- Exercise description
An exact copy of every entry below is needed.

------ Given records

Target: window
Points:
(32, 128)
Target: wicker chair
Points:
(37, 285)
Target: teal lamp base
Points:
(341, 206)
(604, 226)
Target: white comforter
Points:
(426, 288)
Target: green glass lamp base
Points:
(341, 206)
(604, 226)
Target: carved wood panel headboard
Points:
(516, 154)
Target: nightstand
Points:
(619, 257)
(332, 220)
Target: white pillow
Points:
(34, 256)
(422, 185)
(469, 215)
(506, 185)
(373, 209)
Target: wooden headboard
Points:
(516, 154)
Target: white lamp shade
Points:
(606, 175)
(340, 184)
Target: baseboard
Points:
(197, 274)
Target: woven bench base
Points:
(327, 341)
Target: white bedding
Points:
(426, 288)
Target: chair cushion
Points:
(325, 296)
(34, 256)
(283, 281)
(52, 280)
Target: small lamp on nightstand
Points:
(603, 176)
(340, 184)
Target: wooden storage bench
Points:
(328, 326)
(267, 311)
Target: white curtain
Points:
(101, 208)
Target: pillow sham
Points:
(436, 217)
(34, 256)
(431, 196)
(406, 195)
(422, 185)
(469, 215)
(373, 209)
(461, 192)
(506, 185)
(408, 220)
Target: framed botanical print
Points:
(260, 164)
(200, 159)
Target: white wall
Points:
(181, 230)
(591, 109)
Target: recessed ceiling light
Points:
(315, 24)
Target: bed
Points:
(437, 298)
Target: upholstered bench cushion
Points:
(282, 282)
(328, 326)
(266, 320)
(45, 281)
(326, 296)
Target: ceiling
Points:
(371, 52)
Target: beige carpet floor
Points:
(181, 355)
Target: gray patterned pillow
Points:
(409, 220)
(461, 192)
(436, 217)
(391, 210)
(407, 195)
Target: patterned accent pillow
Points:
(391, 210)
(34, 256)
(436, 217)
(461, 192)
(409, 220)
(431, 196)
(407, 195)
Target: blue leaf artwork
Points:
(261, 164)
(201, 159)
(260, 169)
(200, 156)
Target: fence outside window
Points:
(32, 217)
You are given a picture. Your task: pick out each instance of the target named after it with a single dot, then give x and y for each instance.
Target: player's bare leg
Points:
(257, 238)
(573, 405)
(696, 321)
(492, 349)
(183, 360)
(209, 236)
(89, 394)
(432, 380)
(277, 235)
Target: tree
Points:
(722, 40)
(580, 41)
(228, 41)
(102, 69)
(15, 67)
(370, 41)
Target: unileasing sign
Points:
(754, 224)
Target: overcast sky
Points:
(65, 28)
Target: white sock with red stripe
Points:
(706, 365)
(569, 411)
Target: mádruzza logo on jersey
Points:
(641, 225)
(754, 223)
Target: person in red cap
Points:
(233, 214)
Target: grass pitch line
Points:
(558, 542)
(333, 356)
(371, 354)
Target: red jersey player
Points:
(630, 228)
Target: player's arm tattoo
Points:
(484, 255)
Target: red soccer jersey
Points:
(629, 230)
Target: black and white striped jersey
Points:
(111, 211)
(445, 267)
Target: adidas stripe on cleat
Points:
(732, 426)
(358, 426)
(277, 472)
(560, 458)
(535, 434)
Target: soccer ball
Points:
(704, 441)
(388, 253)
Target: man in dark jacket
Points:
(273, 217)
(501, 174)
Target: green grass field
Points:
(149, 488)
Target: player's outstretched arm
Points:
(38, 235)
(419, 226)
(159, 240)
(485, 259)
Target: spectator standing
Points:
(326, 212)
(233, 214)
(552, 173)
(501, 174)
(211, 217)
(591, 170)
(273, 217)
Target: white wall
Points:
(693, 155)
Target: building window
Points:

------------

- Answer section
Target: window
Points:
(32, 128)
Target: wicker chair
Points:
(37, 285)
Target: teal lamp base
Points:
(341, 206)
(604, 226)
Target: white comforter
Points:
(426, 288)
Target: green glass lamp base
Points:
(341, 206)
(604, 226)
Target: carved wood panel headboard
Points:
(516, 154)
Target: nightstand
Points:
(619, 257)
(332, 220)
Target: white pillow
Points:
(34, 256)
(422, 185)
(469, 215)
(506, 185)
(373, 209)
Target: wooden headboard
Points:
(516, 154)
Target: white lamp shade
Points:
(606, 175)
(340, 184)
Target: baseboard
Points:
(197, 274)
Target: woven bench base
Points:
(327, 341)
Target: white bedding
Points:
(426, 288)
Target: chair cushion
Points:
(325, 296)
(34, 256)
(283, 281)
(52, 280)
Target: small lamp on nightstand
Points:
(603, 176)
(340, 184)
Target: wooden storage bench
Points:
(328, 326)
(267, 311)
Target: white curtain
Points:
(101, 208)
Target: pillow sham
Points:
(436, 217)
(34, 256)
(431, 196)
(406, 195)
(422, 185)
(469, 215)
(373, 209)
(461, 192)
(506, 185)
(408, 220)
Target: framed botanical print
Points:
(260, 164)
(200, 159)
Target: white wall
Points:
(181, 230)
(591, 109)
Target: recessed ceiling light
Points:
(315, 24)
Target: bed
Points:
(437, 298)
Target: upholstered bench cushion
Points:
(282, 282)
(328, 326)
(266, 320)
(45, 281)
(326, 296)
Target: ceiling
Points:
(371, 52)
Target: beige carpet floor
Points:
(181, 355)
Target: gray patterned pillow
Points:
(409, 220)
(461, 192)
(436, 217)
(391, 210)
(407, 195)
Target: patterned accent pillow
Points:
(391, 210)
(34, 256)
(436, 217)
(461, 192)
(409, 220)
(431, 196)
(407, 195)
Target: blue leaf artwork
Points:
(261, 164)
(201, 159)
(260, 169)
(200, 156)
Target: fence outside window
Points:
(32, 217)
You are given a picture. Your task: pick out each instance of the target named after it with a single dot, then give x and y for each instance.
Target: player's bare leg
Points:
(257, 238)
(573, 405)
(696, 321)
(492, 349)
(183, 360)
(209, 236)
(89, 394)
(432, 380)
(277, 235)
Target: tree
Points:
(722, 40)
(580, 41)
(228, 41)
(102, 69)
(15, 67)
(370, 41)
Target: unileasing sign
Points:
(754, 224)
Target: overcast sky
Points:
(65, 28)
Target: white sock with red stripe
Points:
(706, 365)
(569, 411)
Target: mádruzza logo on jersey
Points:
(641, 225)
(754, 223)
Target: person in red cap
Points:
(233, 214)
Target: grass pitch line
Points:
(558, 542)
(333, 356)
(371, 354)
Target: red jersey player
Points:
(630, 228)
Target: player's arm tattoo
Points:
(484, 255)
Target: red soccer jersey
Points:
(629, 230)
Target: black and white striped jersey
Points:
(111, 211)
(445, 267)
Target: adidas stripe on cleat
Points:
(732, 426)
(358, 426)
(277, 472)
(560, 458)
(535, 434)
Target: soccer ball
Points:
(704, 441)
(388, 253)
Target: man in dark jacket
Points:
(273, 217)
(501, 174)
Target: green grass field
Points:
(149, 488)
Target: player's outstretched arm
Points:
(38, 235)
(419, 226)
(159, 240)
(485, 259)
Target: spectator standing
Points:
(326, 212)
(233, 214)
(552, 173)
(501, 174)
(211, 217)
(591, 170)
(273, 217)
Target: white wall
Points:
(693, 155)
Target: building window
Points:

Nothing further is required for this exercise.